======== TEXTO FORNECIDO

A primeira impressão que temos a respeito dos “Fundos de Pensão das Estatais”, é de que o sistema é quase perfeito, afinal o noticiário nunca estampa em suas manchetes escândalos envolvendo os fundos.
Para um bom entendimento do que realmente acontece, inevitavelmente acabaremos numa definição próxima daquilo que conhecemos como “Máfia”, é isto mesmo, coisa tipo “O Poderoso Chefão” no cinema, ou na realidade a Máfia Russa, Napolitana, Siciliana e mais todas as “afiliadas” pelo mundo afora.
Claro que “Máfia” nos leva ao mundo do crime, do ilícito, em suma é uma organização criminosa que objetiva o lucro e o poder por meios espúrios.
Por outro lado, em se tratando do caso específico dos fundos de pensão das estatais brasileiras, seria uma leviandade, uma irresponsabilidade de qualquer um dizer que há alguma ligação destes fundos com o mundo do crime, mas podemos aproximá-los de uma forma mais branda de interpretação, porque numa análise mais apurada veremos existir uma co-relação na medida em que o objetivo é o mesmo: “lucro e poder”.

================

ENUNCIADO A: Copie integralmente o trecho dos registros que vai da linha que contém "of the golf" até o fim dos registros, acrescentando 72 a cada número das coordenadas.

======== REGISTROS EXTRAÍDOS

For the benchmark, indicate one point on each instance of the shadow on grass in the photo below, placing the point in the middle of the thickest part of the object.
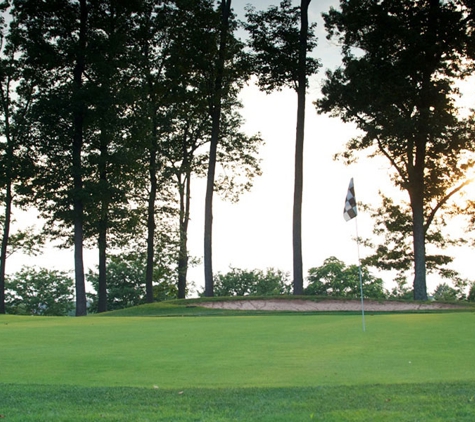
(192, 308)
(405, 402)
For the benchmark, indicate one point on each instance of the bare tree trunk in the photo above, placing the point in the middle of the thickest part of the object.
(185, 199)
(5, 237)
(103, 224)
(78, 206)
(215, 132)
(299, 143)
(151, 219)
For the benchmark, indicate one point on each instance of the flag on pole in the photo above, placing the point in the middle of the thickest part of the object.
(350, 210)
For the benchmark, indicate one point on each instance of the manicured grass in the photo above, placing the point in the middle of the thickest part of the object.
(389, 403)
(273, 367)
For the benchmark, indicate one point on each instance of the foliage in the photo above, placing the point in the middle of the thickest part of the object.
(39, 292)
(239, 282)
(471, 292)
(444, 292)
(393, 228)
(274, 38)
(335, 278)
(401, 62)
(126, 282)
(402, 290)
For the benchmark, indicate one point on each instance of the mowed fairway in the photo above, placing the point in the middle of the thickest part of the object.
(275, 357)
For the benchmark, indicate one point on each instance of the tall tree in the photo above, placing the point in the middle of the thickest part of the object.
(281, 39)
(152, 38)
(17, 87)
(401, 60)
(110, 153)
(215, 112)
(55, 38)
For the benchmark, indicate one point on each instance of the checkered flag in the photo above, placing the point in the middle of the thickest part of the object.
(350, 210)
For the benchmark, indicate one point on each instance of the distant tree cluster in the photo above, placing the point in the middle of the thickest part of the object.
(109, 109)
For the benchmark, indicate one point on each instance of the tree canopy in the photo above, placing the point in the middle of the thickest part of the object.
(401, 60)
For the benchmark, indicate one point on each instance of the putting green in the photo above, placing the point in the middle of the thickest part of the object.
(247, 351)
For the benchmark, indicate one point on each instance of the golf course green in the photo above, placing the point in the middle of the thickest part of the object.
(292, 367)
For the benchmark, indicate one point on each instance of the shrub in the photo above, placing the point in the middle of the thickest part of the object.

================

ENUNCIADO B: Segundo o texto sobre os fundos de pensão das estatais, qual objetivo esses fundos teriam em comum com a Máfia?

RESPOSTA COMPLETA A:
For the benchmark, indicate one point on each instance of the golf course green in the photo above, placing the point in the middle of the thickest part of the object.
(364, 439)
For the benchmark, indicate one point on each instance of the shrub in the photo above, placing the point in the middle of the thickest part of the object.

RESPOSTA COMPLETA B: Lucro e poder.